▶ **READING PASSAGE**:

═══

- Directed by: James P. Hogan
- Screenplay by: Irving Reis Maxwell Shane Robert Yost
- Produced by: Samuel G. Engel
- Starring: John Howard Gail Patrick William Frawley Jane Darwell Porter Hall Harvey Stephens
- Cinematography: Harry Fischbeck
- Edited by: Hugh Bennett
- Music by: Victor Young
- Production company: Paramount Pictures
- Distributed by: Paramount Pictures
- Release date: June 23, 1939;
- Running time: 68 minutes
- Country: United States
- Language: English

= Grand Jury Secrets =

1939 film by James P. Hogan

Grand Jury Secrets is a 1939 American mystery film directed by James P. Hogan and written by Irving Reis, Maxwell Shane and Robert Yost. The film stars John Howard, Gail Patrick, William Frawley, Jane Darwell, Porter Hall and Harvey Stephens. The film was released on June 23, 1939, by Paramount Pictures.

═══

Natural language region descriptions
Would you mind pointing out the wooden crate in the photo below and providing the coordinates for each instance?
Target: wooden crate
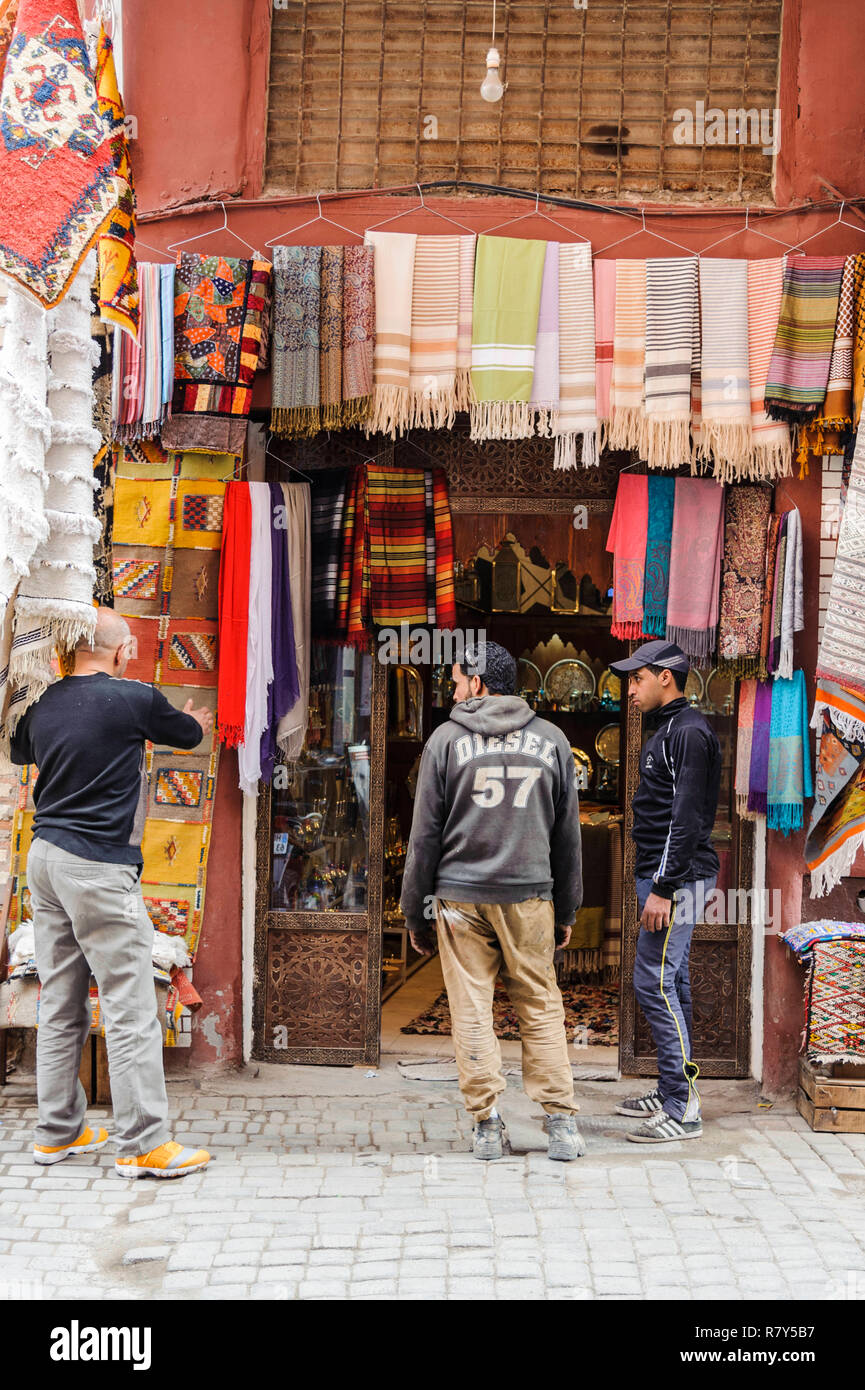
(93, 1070)
(832, 1098)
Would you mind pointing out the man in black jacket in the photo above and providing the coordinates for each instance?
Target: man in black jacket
(495, 847)
(86, 737)
(676, 868)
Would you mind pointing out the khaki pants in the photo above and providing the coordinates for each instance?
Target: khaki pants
(477, 943)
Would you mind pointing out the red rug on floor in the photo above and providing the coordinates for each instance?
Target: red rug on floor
(591, 1007)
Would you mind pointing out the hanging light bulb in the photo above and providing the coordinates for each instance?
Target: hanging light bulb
(491, 86)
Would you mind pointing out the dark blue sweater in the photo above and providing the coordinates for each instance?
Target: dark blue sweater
(86, 737)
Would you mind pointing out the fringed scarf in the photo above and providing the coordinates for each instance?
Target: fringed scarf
(465, 394)
(758, 773)
(296, 384)
(605, 331)
(577, 406)
(627, 416)
(836, 831)
(327, 514)
(358, 332)
(285, 687)
(234, 612)
(771, 452)
(330, 337)
(789, 772)
(545, 377)
(626, 540)
(54, 601)
(259, 641)
(394, 280)
(508, 280)
(793, 608)
(661, 498)
(829, 431)
(291, 730)
(798, 371)
(842, 655)
(744, 734)
(778, 598)
(397, 523)
(434, 332)
(445, 603)
(765, 627)
(725, 388)
(858, 337)
(118, 292)
(221, 332)
(691, 612)
(671, 328)
(743, 580)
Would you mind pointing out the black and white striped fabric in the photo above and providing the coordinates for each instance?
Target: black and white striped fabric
(672, 338)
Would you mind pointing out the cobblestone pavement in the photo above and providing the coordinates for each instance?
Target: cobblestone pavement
(333, 1183)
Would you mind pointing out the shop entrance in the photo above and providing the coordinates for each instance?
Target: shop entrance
(334, 965)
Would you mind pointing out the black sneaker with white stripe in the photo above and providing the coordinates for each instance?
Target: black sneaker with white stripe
(640, 1105)
(662, 1129)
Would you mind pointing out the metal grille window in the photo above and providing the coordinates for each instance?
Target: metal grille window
(376, 92)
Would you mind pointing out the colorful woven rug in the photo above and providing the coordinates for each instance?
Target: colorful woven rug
(221, 325)
(57, 170)
(836, 1002)
(587, 1007)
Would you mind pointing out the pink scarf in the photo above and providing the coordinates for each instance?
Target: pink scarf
(691, 612)
(627, 542)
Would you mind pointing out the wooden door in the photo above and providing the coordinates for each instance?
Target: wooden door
(317, 973)
(721, 959)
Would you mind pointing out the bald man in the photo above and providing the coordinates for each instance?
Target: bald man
(86, 737)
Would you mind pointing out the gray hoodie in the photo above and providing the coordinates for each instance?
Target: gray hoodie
(497, 813)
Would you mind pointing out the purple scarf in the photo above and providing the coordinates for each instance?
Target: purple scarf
(285, 687)
(758, 781)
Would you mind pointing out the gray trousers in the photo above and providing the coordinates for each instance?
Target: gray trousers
(91, 919)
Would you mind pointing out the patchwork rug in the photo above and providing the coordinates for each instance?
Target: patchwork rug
(836, 1002)
(591, 1007)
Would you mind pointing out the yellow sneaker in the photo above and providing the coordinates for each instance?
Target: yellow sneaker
(170, 1159)
(85, 1143)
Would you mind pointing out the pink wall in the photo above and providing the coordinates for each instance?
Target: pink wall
(198, 91)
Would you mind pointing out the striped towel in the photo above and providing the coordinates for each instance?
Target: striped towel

═══

▶ **QUESTIONS TO ANSWER**:
A - Rewrite the part of the film article that starts at the words "1939 film by" and ends after "by Paramount Pictures.", replacing "mystery" with "crime".
B - According to the film article, who produced Grand Jury Secrets?

▶ **SOLVED PROBLEMS**:
A -
1939 film by James P. Hogan

Grand Jury Secrets is a 1939 American crime film directed by James P. Hogan and written by Irving Reis, Maxwell Shane and Robert Yost. The film stars John Howard, Gail Patrick, William Frawley, Jane Darwell, Porter Hall and Harvey Stephens. The film was released on June 23, 1939, by Paramount Pictures.

B - Samuel G. Engel